WHAT YOU SHOULD DO:
Output each record exactly as given. Leave out every picture.

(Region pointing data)
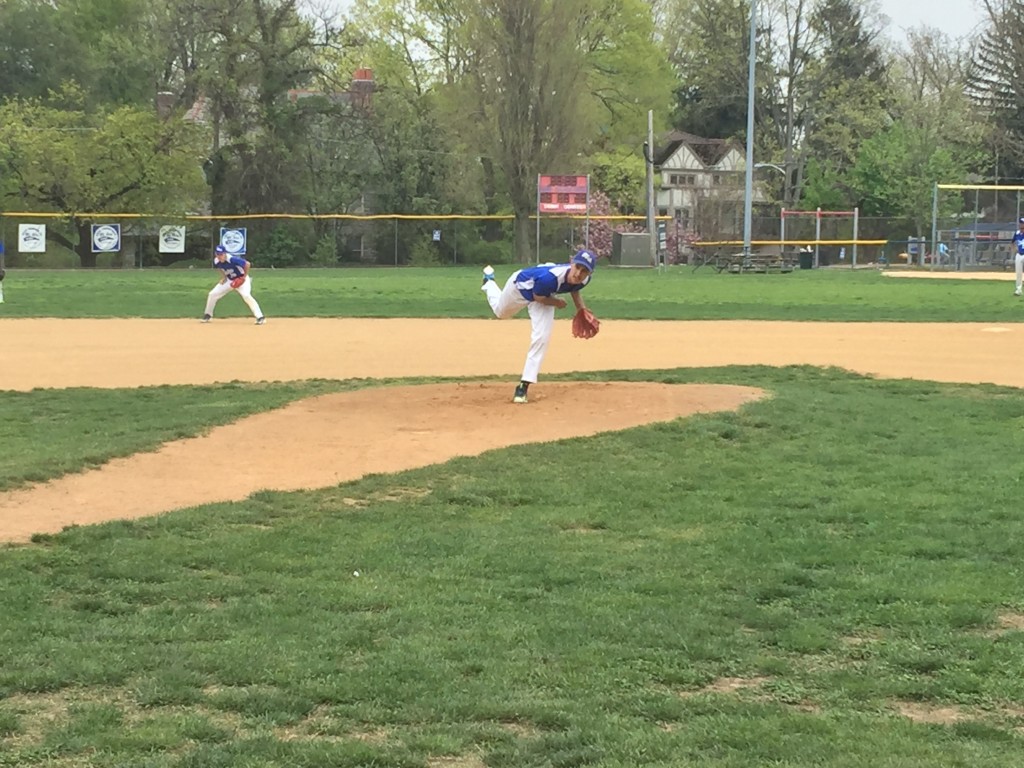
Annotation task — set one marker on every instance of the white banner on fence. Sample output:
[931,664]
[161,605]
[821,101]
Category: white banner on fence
[172,239]
[105,238]
[233,240]
[32,238]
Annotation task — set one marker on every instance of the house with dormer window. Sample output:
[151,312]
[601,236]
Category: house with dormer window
[699,184]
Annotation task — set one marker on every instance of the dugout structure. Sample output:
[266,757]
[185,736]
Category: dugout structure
[973,226]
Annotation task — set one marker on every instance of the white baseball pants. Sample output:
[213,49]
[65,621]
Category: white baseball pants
[245,291]
[506,302]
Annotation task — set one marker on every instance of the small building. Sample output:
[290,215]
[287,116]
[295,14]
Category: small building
[700,184]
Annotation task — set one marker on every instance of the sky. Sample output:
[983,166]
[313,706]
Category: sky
[954,17]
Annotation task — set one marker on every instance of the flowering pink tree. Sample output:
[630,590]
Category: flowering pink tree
[601,227]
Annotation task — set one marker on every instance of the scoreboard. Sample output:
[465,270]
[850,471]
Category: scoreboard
[562,194]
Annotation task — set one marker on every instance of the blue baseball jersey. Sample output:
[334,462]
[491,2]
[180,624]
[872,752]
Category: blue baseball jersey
[546,281]
[232,266]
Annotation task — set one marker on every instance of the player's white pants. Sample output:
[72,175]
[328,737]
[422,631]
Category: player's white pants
[245,291]
[506,302]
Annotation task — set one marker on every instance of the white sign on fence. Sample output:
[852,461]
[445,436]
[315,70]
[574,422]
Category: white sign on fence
[32,238]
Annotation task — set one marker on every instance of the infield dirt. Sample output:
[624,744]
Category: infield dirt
[386,429]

ANSWER SPACE:
Annotation task — set one marker on every instance of the white banner on fence. Sample output:
[931,664]
[161,605]
[821,101]
Category: white banner on fence
[172,239]
[105,238]
[233,240]
[32,238]
Annotation task — set one marker on every instance of the house with dormer window. Sample output:
[151,312]
[601,236]
Category: house with dormer window
[699,184]
Annotation task — set one marker on every instance of the dugout structure. Sample output:
[266,757]
[185,736]
Category: dugout structure
[973,226]
Annotation task — set one marker on every instance of the white baseball pants. Sample output:
[213,49]
[65,621]
Category: white baseball pants
[245,291]
[506,302]
Annotation task — set one marker on every instance of the small building. Sample output:
[290,215]
[287,116]
[295,14]
Category: small building
[700,184]
Annotation task — set one marker on every instance of the sky. Sample output:
[983,166]
[313,706]
Category: sky
[954,17]
Annotation task — set one marker on every instance of the flowering pink tree. Sample output:
[630,590]
Category: flowering pink tree
[601,227]
Annotation task — set one marker on every instance of the scoreboard. Sample output:
[465,270]
[850,471]
Category: scoreboard
[562,194]
Annotation task — set one marker on every instance of the blue baseball jersey. Sample output:
[334,462]
[491,2]
[180,624]
[872,752]
Category: blue baseball jersey
[546,281]
[232,266]
Annotation task — set one marker on every instance of the player's white pants. Sample output:
[72,175]
[328,737]
[422,631]
Category: player's white pants
[245,291]
[506,302]
Annotation task — set one marker on every instance of the white sign on fence. Sample output:
[852,461]
[445,436]
[315,70]
[574,422]
Category: white sign on fence
[32,238]
Annotation task — set one marker on every instance of the infield dirt. Sample output:
[624,744]
Category: infield dirt
[386,429]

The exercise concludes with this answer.